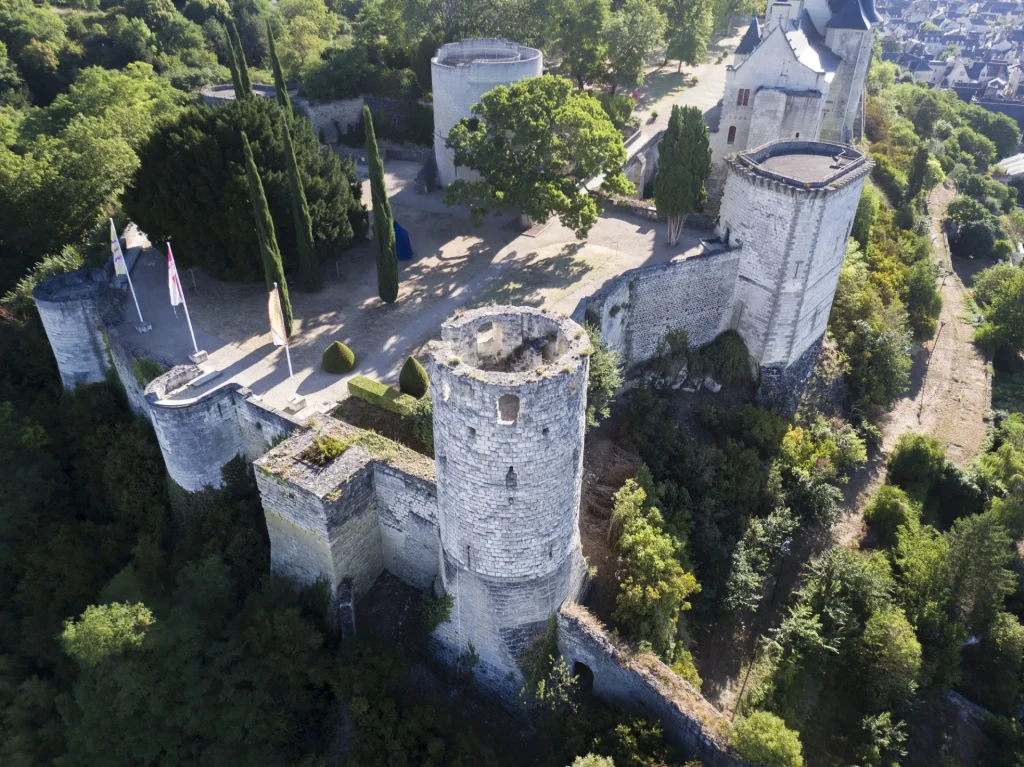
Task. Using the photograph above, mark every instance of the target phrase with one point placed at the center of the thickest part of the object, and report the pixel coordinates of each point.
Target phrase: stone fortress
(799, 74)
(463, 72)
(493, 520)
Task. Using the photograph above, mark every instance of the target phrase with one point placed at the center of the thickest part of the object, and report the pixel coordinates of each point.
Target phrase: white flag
______
Recast every line of the rows above as a numbered list. Skip blank lines and leave out the pictures.

1. Task. Using the photograph above, mark every instance of the target phrase with one point placed at the center of the thickest part of the object, and report the pixel coordinates of each point.
2. Target phrase: stone fortress
3. (799, 74)
4. (463, 72)
5. (493, 520)
6. Task. Using the photograph above, mark every instance of the target phrase with one point placed at the center of the thickest part of the object, and report the pixel coordinates of each point.
7. Target phrase: white flag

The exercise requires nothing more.